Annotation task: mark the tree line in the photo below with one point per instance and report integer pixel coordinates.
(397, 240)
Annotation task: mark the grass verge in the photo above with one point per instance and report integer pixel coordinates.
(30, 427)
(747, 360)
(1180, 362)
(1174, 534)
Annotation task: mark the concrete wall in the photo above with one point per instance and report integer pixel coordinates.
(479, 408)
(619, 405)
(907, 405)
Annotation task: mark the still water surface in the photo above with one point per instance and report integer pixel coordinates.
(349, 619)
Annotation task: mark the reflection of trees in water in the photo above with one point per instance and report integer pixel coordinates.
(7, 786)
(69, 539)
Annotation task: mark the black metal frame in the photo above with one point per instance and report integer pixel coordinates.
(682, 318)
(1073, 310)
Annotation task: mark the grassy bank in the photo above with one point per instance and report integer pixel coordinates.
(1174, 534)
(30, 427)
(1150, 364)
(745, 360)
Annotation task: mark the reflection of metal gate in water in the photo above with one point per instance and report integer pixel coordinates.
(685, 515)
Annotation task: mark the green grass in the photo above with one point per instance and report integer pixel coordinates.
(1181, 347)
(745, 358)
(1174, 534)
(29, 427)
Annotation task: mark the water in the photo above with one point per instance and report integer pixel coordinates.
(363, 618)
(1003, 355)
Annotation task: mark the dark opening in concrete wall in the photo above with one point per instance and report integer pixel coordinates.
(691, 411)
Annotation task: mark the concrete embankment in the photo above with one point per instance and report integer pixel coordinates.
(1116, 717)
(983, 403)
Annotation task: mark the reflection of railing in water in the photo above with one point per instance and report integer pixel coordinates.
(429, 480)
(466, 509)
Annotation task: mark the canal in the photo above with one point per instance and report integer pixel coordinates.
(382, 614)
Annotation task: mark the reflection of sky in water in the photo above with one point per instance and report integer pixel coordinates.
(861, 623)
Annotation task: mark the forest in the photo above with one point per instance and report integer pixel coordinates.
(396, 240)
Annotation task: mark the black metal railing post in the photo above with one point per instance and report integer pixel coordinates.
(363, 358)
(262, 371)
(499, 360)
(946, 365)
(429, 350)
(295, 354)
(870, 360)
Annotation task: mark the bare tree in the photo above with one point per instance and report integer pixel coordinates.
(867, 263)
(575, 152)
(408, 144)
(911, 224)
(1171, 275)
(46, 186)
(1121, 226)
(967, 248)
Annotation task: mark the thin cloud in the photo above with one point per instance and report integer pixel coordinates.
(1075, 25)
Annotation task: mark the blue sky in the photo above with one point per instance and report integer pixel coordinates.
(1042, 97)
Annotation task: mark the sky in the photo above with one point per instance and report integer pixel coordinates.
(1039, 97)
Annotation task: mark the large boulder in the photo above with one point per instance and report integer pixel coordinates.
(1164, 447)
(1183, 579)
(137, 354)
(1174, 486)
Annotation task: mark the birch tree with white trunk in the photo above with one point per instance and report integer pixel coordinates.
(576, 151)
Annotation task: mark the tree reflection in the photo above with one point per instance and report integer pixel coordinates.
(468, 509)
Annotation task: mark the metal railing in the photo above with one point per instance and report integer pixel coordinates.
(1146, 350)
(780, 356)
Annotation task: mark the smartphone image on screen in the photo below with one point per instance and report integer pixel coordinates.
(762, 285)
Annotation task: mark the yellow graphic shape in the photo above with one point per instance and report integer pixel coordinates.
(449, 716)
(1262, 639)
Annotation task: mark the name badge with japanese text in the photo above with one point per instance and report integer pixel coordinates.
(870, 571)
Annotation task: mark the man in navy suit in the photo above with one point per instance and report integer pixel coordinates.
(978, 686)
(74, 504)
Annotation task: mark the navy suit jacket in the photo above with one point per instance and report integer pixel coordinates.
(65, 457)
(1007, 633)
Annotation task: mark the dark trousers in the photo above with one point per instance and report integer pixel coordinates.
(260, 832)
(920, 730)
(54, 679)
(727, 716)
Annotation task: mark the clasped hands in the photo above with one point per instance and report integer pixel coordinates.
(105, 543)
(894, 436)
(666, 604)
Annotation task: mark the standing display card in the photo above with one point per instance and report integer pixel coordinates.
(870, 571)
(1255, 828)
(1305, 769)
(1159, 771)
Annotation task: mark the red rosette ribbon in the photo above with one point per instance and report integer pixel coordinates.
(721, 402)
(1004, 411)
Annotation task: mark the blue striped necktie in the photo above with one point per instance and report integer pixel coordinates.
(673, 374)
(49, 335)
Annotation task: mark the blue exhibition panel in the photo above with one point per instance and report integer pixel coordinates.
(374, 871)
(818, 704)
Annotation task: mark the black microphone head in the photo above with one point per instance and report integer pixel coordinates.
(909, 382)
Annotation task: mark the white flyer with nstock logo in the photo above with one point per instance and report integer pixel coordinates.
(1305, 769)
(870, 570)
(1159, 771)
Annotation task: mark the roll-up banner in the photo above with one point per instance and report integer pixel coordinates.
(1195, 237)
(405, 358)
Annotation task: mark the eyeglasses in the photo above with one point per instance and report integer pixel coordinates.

····················

Direction
Please copy out the items again, from the line with "Annotation task: mark the dark trousers" up to and including the line with "(1004, 411)", and add 55 to every number in the point coordinates.

Finished exercise
Annotation task: mark the dark trousers in the photo above with one point per instance and report integer pixel coordinates.
(315, 887)
(975, 785)
(109, 734)
(782, 771)
Annotation task: mark the clasped hands in the photo above with one point per instance and report integer pixel coordinates.
(160, 598)
(949, 491)
(721, 659)
Annotation task: mark the standing display card in the photo above with one point per instance and report integer pixel coordinates.
(925, 626)
(1310, 883)
(1360, 824)
(1214, 826)
Annotation task: mark the red rosette ribbon in the photo above with one point per instance and report integer pixel coordinates.
(776, 457)
(1059, 466)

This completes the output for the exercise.